**FRAGMENTO DE TEXTO**
--------------------------------

Por lo tanto, este libro es un libro para la lucha que suscribe la definición sorprendentemente relevante del apóstol Pablo: «Nuestra lucha no es contra la carne y la sangre, sino contra los líderes, contra las autoridades, contra los gobernantes mundiales [kosmokratoras] de esta oscuridad, contra la maldad espiritual en los Cielos» (Efesios 6, 12). O, traducido al lenguaje actual: «Nuestra lucha no es contra individuos corruptos, sino contra aquellos en el poder en general, contra su autoridad, contra el orden global y la mistificación ideológica que lo sostiene». Comprometerse en esta lucha significa respaldar la fórmula de Badiou mieux vaut un désastre qu’un désêtre: mejor es asumir el riesgo y comprometerse en fidelidad a un Acontecimiento-Verdad, incluso si acaba en una catástrofe, que vegetar en la utilitaria-hedonista supervivencia sin acontecimiento de lo que Nietzsche llama «los últimos hombres». Lo que Badiou rechaza así es la ideología liberal del victimismo, con su reducción de la política a un programa para evitar lo peor; que renuncia a todos los proyectos positivos para perseguir la opción menos mala. Sobre todo porque, como señaló amargamente Arthur Feldmann, un escritor judío de origen vienés, el precio que pagamos normalmente por la supervivencia es el de nuestras vidas.

--------------------------------

**DATOS EXTRAÍDOS**
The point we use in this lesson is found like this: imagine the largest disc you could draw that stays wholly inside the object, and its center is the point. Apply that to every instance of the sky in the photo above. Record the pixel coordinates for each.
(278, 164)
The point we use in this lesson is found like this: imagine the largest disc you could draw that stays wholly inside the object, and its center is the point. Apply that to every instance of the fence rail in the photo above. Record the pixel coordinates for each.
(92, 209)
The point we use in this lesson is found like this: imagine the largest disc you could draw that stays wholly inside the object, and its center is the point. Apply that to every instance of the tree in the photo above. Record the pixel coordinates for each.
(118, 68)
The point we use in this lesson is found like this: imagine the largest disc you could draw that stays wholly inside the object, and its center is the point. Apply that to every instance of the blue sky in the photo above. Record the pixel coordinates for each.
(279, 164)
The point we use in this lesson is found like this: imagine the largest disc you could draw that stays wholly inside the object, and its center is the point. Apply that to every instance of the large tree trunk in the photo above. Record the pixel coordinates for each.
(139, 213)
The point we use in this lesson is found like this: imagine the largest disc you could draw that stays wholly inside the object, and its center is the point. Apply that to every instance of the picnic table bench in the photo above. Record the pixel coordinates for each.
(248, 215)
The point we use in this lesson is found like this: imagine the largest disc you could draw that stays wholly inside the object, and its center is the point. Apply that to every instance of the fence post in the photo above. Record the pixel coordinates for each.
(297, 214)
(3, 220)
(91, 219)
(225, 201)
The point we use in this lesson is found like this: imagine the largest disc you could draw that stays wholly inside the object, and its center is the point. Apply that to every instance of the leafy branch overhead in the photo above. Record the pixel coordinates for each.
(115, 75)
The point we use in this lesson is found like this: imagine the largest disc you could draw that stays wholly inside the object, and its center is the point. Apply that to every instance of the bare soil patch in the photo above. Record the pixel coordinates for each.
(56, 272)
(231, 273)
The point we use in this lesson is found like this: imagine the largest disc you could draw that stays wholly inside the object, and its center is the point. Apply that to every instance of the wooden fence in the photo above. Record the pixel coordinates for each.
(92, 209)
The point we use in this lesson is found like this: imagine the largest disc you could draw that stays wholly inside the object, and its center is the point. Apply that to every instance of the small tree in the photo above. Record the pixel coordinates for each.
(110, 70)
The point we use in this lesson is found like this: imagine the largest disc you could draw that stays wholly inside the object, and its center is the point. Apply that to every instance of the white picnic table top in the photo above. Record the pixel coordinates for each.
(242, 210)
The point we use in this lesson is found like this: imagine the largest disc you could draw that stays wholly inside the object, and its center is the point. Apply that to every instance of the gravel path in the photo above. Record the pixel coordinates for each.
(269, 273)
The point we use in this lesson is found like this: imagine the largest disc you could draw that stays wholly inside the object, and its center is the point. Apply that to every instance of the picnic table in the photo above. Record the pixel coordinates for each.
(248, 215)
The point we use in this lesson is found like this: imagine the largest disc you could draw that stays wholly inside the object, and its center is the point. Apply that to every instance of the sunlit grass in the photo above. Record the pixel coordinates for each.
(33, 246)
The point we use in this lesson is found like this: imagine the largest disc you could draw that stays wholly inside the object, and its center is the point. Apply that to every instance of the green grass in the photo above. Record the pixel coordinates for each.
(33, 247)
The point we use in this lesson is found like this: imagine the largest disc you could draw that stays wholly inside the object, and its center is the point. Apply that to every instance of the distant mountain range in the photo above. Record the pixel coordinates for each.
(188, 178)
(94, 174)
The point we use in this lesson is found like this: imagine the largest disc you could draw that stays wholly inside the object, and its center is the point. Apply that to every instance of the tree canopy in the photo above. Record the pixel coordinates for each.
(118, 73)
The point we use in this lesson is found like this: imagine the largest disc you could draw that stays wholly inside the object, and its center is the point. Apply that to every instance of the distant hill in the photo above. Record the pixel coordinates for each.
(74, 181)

--------------------------------

**DESCRIPCIÓN DEL PROBLEMA**
En el fragmento, ¿cuál es, según Arthur Feldmann, el precio que pagamos normalmente por la supervivencia? Las líneas no guardan relación con el fragmento.

**SALIDA COMPLETA**
El de nuestras vidas.